_TEXT SECTION_

************

Has It Been 72 Years Already?!

Donna Rubio, Reporter

Indeed, it has been 72 years since the Selma High School’s marching band attended the Rose Bowl Parade. Time has passed too fast! Yet not many from the younger generations know about this remarkable event, it is one of the proudest moments for Selma High School.

The Rose Bowl Parade is an annual event held in Pasadena, California on New Year’s Day. It showcases elaborate flower-covered floats, equestrian units, and various marching bands from all over the country. The Rose Bowl Parade is watched by thousands of people, whether it be from the comfort of their homes or being first row in the streets to watch the grandeur of the parade in person. This event has been held every year since 1890 with the exception of 1942, 1943, 1945, and more recently, in 2021 due to the Covid-19 pandemic. The Rose Bowl Parade is held on January 1st every year. However, if the New Year is welcomed on a Sunday, the parade is moved to a Monday. This is what happened when the Selma High School’s marching band was invited. So, instead of attending the parade on January 1, 1950 they marched in the parade on January 2.

************

_WHAT YOU WILL DO_
1. Extract the passage of the Rose Bowl Parade article starting at "Donna Rubio, Reporter" and ending at "Selma High School.".
2. In one to three sentences, explain why, according to the Rose Bowl Parade article, the Selma High School marching band marched on January 2 rather than January 1, 1950.
The items after this article are separate material.

_ENTRIES SHOWN_
************

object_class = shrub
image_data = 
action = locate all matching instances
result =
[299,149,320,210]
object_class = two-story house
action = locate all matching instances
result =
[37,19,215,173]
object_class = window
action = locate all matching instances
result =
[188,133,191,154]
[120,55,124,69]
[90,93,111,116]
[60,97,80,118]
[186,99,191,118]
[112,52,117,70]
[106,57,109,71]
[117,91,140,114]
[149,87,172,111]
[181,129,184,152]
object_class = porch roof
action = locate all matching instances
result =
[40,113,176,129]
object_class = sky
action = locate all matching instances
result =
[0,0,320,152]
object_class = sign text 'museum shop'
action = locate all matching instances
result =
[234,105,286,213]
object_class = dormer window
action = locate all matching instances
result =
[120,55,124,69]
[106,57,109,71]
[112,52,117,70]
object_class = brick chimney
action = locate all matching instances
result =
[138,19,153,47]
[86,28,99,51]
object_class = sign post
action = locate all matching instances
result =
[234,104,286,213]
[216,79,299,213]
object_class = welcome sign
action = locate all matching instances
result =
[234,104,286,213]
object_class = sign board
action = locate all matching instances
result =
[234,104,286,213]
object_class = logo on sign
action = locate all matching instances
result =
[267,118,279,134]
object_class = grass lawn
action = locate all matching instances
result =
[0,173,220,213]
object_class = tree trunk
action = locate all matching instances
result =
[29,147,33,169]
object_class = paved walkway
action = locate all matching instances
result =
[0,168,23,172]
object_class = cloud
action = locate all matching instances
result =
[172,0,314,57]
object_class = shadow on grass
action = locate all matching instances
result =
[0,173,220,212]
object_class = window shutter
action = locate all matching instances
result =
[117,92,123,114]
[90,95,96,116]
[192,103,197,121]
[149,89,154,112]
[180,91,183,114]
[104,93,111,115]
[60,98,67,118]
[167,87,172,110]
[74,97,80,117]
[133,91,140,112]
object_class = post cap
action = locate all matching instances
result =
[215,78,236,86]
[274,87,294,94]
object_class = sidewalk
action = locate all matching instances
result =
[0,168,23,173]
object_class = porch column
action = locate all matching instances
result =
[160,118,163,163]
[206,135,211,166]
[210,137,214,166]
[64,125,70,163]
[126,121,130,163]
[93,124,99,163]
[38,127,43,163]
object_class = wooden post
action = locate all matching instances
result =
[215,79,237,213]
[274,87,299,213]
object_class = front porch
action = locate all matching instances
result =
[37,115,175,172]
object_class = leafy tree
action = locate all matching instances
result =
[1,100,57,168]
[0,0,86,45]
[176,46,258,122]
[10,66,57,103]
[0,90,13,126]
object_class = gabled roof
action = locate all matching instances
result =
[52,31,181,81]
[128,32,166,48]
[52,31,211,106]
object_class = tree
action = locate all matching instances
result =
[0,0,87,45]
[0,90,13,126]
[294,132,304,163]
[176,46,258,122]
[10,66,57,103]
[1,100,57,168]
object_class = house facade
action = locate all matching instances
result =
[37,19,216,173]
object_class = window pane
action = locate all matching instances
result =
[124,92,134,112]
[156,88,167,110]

************

_PER-TASK OUTPUTS_
1.
Donna Rubio, Reporter

Indeed, it has been 72 years since the Selma High School’s marching band attended the Rose Bowl Parade. Time has passed too fast! Yet not many from the younger generations know about this remarkable event, it is one of the proudest moments for Selma High School.

2. When New Year's Day falls on a Sunday, the parade is moved to a Monday. That happened the year the band was invited, so it marched on January 2, 1950.